▶ **Problems to work on**:
1 - In the reunion passage, whose house in Whittier did they finally reach?
2 - Please copy the reunion passage word for word, starting at "We drove around for" and ending at "The Twilight Zone.".

▶ **Passage shown**:
►

We drove around for hours late at night and in the dead of winter. Yes, it does get cold in Southern California. We finally came to a house in Whittier.  It was my paternal aunt’s house, Ninfa.

My mother told her former brother-in-law, at the door, that Manuel’s daughters would like to meet Manuel.  An appointment was made and we returned the next night.

What does a 15-year-old girl want her first reunion with her father to be like?  Something out of Oprah or an afterschool special ? Okay, way to mushy for me. Nope, all I was wanted was ‘I’m sorry’, a few tears, a warm embrace ….. okay yeah, I wanted an Oprah! So what?

I deserved an Oprah moment.  14 years of no child support, birthdays, fatherly protection and love!  Hell yes, I deserved an Oprah! What I got instead was The Twilight Zone.

My mother rang the door bell.  A short, very dark man appeared.  He opened the door, bowed his head (as if we were royalty and he was a butler) and extended his arm as if to direct us into the house.  I thought he was someone else.  Then my mom say it. ‘Girls, this is your father’ and he still didn’t look at us.

My aunt Ninfa came in and asked us to sit down.  She offered us drinks.  I ignored her and stared at my father.  I finally stood up and walked over to him.

◄

▶ **Dataset content**:
►

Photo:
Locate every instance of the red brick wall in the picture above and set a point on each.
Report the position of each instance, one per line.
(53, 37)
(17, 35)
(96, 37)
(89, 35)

◄

▶ **Response list**:
1 - The narrator's paternal aunt Ninfa's house.

2 -
We drove around for hours late at night and in the dead of winter. Yes, it does get cold in Southern California. We finally came to a house in Whittier.  It was my paternal aunt’s house, Ninfa.

My mother told her former brother-in-law, at the door, that Manuel’s daughters would like to meet Manuel.  An appointment was made and we returned the next night.

What does a 15-year-old girl want her first reunion with her father to be like?  Something out of Oprah or an afterschool special ? Okay, way to mushy for me. Nope, all I was wanted was ‘I’m sorry’, a few tears, a warm embrace ….. okay yeah, I wanted an Oprah! So what?

I deserved an Oprah moment.  14 years of no child support, birthdays, fatherly protection and love!  Hell yes, I deserved an Oprah! What I got instead was The Twilight Zone.